Direction >>
How many lines in the data below contain the string "torii"? Count with case sensitivity, and reply with the number alone.

Recorded information >>

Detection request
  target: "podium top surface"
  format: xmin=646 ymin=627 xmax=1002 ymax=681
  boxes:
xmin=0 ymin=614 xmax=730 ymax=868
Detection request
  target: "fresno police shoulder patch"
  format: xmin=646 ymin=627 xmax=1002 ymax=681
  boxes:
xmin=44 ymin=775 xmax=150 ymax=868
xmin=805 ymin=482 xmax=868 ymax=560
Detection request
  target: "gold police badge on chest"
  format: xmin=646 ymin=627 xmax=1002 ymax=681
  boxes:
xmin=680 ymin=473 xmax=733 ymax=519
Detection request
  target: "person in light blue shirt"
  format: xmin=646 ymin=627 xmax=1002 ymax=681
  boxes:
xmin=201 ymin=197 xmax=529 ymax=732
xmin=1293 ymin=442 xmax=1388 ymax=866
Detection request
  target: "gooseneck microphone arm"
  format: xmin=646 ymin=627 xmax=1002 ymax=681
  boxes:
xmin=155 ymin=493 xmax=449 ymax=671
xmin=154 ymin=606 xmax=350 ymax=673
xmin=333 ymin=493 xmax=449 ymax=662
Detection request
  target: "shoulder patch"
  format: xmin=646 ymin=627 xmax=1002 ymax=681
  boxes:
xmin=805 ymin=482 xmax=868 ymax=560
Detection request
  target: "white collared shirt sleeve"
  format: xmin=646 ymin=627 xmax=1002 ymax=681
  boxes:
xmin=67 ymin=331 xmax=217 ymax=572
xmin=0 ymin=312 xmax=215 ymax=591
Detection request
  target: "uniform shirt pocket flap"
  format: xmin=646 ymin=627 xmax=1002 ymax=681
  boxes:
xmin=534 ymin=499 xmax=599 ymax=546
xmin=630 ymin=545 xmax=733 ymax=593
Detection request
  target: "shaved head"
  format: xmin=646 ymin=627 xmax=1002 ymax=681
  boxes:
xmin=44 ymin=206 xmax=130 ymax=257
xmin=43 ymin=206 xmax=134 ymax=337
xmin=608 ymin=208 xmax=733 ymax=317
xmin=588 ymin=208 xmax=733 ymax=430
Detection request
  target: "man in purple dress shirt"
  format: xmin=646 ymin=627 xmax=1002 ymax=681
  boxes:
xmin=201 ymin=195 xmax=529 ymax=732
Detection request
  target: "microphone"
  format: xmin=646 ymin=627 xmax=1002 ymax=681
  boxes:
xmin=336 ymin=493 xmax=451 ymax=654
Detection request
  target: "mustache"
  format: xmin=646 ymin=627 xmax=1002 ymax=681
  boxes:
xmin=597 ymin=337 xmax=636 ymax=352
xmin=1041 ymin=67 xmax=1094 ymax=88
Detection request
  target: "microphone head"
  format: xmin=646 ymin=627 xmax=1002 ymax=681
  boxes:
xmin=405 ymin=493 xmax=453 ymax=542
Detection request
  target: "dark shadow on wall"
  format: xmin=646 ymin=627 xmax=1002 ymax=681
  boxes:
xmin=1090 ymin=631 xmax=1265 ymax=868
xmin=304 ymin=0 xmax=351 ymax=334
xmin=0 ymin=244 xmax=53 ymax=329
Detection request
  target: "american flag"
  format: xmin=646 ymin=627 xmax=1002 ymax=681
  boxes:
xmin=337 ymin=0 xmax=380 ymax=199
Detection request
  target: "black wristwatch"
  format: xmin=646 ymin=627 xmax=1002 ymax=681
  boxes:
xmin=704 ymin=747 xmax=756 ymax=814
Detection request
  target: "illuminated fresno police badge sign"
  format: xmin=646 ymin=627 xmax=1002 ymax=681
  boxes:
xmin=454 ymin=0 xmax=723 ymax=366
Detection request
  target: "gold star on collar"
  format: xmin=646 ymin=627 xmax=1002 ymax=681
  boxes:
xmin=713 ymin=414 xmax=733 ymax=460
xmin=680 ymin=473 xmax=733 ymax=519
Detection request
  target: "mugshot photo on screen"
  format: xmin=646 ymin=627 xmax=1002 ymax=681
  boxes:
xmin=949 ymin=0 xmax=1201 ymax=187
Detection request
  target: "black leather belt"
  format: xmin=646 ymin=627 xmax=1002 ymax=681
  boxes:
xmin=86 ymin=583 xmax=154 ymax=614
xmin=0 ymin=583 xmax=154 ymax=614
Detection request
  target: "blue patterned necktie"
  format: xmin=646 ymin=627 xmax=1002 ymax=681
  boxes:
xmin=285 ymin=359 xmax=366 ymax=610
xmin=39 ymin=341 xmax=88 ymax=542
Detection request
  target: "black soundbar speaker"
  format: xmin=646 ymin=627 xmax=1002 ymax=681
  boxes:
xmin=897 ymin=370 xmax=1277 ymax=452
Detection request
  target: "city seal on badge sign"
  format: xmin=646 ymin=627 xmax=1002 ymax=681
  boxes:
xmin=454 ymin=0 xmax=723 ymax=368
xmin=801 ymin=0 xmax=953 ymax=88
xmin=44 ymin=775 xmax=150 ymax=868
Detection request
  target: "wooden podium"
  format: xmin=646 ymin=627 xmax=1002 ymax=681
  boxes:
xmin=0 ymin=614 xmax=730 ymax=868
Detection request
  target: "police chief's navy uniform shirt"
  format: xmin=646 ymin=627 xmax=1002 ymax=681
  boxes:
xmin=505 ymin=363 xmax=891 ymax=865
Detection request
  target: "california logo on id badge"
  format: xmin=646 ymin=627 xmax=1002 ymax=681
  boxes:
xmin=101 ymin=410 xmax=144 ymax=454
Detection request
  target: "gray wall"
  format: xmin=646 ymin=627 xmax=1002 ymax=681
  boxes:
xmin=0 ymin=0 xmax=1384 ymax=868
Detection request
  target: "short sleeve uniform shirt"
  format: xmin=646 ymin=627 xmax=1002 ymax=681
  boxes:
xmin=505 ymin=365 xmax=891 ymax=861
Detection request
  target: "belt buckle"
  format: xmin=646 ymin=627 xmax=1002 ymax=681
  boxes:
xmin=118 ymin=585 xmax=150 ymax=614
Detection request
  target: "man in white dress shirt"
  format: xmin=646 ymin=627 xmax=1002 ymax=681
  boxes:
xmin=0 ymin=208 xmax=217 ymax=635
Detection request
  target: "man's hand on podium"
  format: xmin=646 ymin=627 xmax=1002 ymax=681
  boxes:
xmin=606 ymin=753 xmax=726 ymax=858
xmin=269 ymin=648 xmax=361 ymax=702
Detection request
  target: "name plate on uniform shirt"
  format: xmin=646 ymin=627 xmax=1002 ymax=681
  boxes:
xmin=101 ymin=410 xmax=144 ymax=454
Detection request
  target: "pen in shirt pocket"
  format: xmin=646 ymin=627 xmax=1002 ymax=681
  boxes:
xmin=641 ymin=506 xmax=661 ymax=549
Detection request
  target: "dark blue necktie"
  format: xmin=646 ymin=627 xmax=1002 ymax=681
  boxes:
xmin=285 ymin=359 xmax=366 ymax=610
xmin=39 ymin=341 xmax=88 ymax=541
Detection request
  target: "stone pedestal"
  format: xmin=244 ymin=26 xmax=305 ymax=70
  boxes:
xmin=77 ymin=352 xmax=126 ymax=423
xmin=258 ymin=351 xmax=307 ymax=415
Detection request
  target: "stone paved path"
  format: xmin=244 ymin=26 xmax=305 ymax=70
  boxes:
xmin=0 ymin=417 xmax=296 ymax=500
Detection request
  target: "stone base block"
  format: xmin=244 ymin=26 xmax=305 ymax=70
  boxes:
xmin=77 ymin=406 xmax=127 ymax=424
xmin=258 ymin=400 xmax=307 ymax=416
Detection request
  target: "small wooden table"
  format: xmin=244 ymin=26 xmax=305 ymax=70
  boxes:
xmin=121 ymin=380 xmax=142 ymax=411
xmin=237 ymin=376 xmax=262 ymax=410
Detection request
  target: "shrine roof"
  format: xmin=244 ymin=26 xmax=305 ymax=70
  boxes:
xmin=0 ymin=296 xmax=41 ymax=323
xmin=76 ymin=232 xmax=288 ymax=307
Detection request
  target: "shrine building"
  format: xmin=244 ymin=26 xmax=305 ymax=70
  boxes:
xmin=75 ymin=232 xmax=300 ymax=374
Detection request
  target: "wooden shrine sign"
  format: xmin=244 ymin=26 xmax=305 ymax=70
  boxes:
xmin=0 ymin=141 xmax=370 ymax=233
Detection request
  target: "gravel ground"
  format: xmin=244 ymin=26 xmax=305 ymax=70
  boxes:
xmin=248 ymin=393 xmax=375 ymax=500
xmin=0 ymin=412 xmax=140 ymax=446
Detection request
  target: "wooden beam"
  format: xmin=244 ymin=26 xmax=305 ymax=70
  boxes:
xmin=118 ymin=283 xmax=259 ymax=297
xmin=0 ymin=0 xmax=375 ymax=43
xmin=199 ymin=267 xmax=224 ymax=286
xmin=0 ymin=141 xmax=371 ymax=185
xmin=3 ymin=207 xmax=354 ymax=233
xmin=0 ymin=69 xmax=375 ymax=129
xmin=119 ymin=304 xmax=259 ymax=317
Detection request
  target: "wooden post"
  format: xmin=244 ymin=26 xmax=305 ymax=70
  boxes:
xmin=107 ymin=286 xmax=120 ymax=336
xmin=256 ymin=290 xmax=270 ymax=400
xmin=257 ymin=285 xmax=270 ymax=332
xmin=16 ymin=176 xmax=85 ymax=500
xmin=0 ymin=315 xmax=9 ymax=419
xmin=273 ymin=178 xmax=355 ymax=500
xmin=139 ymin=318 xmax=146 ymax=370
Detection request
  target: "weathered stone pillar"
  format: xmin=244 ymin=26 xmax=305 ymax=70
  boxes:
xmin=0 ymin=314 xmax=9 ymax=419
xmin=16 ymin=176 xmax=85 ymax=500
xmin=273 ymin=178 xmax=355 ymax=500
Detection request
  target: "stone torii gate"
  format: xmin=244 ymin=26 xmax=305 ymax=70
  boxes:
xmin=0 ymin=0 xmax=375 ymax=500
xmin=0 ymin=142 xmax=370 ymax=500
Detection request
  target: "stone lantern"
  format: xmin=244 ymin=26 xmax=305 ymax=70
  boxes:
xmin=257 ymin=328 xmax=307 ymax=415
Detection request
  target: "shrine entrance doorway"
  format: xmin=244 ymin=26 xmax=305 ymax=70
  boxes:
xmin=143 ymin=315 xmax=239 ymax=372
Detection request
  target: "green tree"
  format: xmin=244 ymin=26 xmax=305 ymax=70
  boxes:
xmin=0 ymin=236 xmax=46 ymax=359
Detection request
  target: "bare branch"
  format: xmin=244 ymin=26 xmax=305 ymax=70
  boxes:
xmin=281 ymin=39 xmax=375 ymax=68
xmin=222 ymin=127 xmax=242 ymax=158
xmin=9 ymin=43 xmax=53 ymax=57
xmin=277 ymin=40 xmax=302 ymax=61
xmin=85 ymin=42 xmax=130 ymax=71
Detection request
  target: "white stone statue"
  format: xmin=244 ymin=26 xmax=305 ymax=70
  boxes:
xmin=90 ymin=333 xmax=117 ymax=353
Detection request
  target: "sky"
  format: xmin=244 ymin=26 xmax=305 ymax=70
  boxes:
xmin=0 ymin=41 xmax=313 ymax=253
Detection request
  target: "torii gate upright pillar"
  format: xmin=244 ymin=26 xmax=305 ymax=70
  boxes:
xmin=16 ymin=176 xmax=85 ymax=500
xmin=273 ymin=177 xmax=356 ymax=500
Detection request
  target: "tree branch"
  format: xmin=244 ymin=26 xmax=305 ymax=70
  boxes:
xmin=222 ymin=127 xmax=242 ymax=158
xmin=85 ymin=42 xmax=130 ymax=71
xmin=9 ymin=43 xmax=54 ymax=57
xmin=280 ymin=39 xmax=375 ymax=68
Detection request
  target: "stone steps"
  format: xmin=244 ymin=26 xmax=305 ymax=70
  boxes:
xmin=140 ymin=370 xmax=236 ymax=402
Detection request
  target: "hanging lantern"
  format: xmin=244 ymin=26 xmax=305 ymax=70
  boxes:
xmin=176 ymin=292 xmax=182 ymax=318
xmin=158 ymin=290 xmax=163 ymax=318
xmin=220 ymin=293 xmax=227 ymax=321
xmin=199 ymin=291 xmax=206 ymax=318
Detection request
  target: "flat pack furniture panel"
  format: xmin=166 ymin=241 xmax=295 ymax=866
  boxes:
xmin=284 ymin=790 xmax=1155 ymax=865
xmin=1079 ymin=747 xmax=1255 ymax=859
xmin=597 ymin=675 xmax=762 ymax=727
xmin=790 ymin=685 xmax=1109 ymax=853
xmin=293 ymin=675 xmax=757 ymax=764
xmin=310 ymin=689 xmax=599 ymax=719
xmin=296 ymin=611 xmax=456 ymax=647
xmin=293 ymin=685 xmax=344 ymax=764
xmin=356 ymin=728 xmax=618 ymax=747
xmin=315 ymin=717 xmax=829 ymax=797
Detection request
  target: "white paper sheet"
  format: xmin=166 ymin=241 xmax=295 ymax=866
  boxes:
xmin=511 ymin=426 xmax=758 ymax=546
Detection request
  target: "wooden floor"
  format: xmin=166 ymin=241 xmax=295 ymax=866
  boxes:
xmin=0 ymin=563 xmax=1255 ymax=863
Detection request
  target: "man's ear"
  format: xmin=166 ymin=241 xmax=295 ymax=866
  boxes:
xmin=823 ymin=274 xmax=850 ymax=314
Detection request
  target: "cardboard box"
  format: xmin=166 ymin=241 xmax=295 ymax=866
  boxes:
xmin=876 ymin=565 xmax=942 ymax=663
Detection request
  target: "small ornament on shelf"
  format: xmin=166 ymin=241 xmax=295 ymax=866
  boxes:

Solution to the exercise >>
2